• [Document segment]:
Topic 8.1: Data Quality

🏥 Hospital Records Problem

▼

A large hospital network collects patient records across twenty clinics over five years. Each clinic used a slightly different intake form — one clinic recorded age as a number, another as a date of birth, and a third skipped it entirely for some patients. Several patients appear twice because they visited two different branches. Blood pressure was sometimes recorded as a single average number rather than systolic/diastolic. Before any doctor could study health trends in this data, an entire team spent weeks just making the records usable.

This is not an unusual situation — it is the default. Real-world data is collected by humans, entered by hand, exported from systems that were never designed to work together, and accumulated over years without consistent standards. The result is almost never clean. It is raw: unverified, inconsistent, and full of gaps.

🔬

The 80/20 Rule of Data Science

Industry surveys consistently show that data scientists spend approximately 80% of their working time preparing and cleaning data, and only 20% actually building models or drawing insights. This ratio surprises students who expect data science to be mostly about algorithms. The discipline of data preparation is where most of the professional value is created.

The hospital example maps precisely onto every data science project. Before analysis can begin, someone must unify the age formats, remove duplicate patients, decide what to do about missing values, and verify that all recorded values fall within plausible ranges. That process — systematic, careful, and skilled — is what Week 8 is about.

🎯 Good Enough Data

▼

Data quality is not a single property — it is a combination of six measurable dimensions. A dataset can excel on one dimension and fail on another. Understanding each dimension separately allows an analyst to diagnose precisely what is wrong and choose the correct remediation strategy.

🎯

Accuracy

Values reflect the true real-world measurements they represent. An age of 250 or a score of -50 is inaccurate. Accuracy problems arise from data-entry errors, unit mismatches, and sensor calibration failures.

📋

Completeness

All required values are present — no critical cells are left empty. Completeness is measured as a percentage: a column with 10 missing values out of 100 rows has 90% completeness.

• [Task details]: In the data quality text, rewrite the part that opens with the words "The hospital example" and closes with "sensor calibration failures.", putting "realistic ranges" wherever "plausible ranges" appears.

• [Extracted records]:
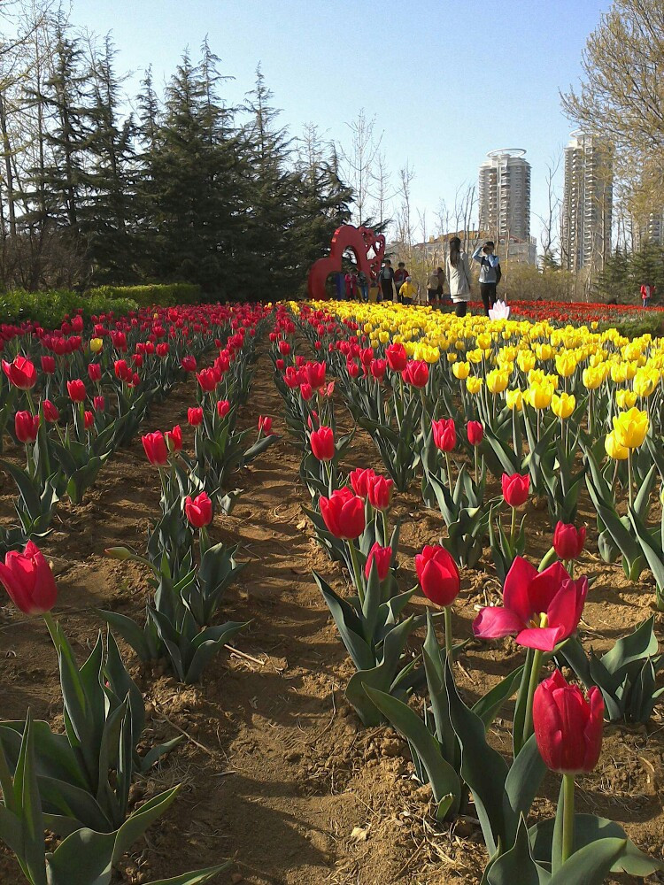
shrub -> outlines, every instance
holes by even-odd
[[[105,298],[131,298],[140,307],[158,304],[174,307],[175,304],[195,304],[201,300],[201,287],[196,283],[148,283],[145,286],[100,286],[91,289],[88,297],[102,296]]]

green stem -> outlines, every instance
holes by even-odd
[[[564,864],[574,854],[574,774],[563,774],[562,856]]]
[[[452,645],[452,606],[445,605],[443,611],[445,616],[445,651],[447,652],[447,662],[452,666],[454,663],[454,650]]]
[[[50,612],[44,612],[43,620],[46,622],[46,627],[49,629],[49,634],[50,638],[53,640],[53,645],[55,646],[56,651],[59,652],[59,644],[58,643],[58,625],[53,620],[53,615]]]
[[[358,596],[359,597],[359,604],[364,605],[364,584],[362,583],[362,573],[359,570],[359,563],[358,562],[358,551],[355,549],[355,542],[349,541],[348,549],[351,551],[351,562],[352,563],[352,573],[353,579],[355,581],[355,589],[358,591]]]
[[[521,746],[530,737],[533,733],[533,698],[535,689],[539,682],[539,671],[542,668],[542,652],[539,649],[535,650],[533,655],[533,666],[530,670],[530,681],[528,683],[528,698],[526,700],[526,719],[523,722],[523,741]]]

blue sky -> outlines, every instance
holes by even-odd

--

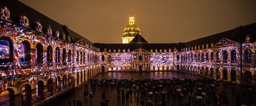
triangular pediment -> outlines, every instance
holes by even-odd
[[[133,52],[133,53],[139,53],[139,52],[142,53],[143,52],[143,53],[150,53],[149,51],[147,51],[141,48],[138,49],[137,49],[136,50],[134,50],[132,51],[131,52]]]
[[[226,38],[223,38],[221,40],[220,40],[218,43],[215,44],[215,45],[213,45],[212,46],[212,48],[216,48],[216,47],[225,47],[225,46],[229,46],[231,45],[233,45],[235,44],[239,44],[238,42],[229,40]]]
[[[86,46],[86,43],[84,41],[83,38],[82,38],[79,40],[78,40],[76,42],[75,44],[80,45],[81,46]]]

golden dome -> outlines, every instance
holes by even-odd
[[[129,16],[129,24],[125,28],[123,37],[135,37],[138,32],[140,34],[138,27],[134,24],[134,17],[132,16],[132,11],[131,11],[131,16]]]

• [Answer area]:
The hospital example maps precisely onto every data science project. Before analysis can begin, someone must unify the age formats, remove duplicate patients, decide what to do about missing values, and verify that all recorded values fall within realistic ranges. That process — systematic, careful, and skilled — is what Week 8 is about.

🎯 Good Enough Data

▼

Data quality is not a single property — it is a combination of six measurable dimensions. A dataset can excel on one dimension and fail on another. Understanding each dimension separately allows an analyst to diagnose precisely what is wrong and choose the correct remediation strategy.

🎯

Accuracy

Values reflect the true real-world measurements they represent. An age of 250 or a score of -50 is inaccurate. Accuracy problems arise from data-entry errors, unit mismatches, and sensor calibration failures.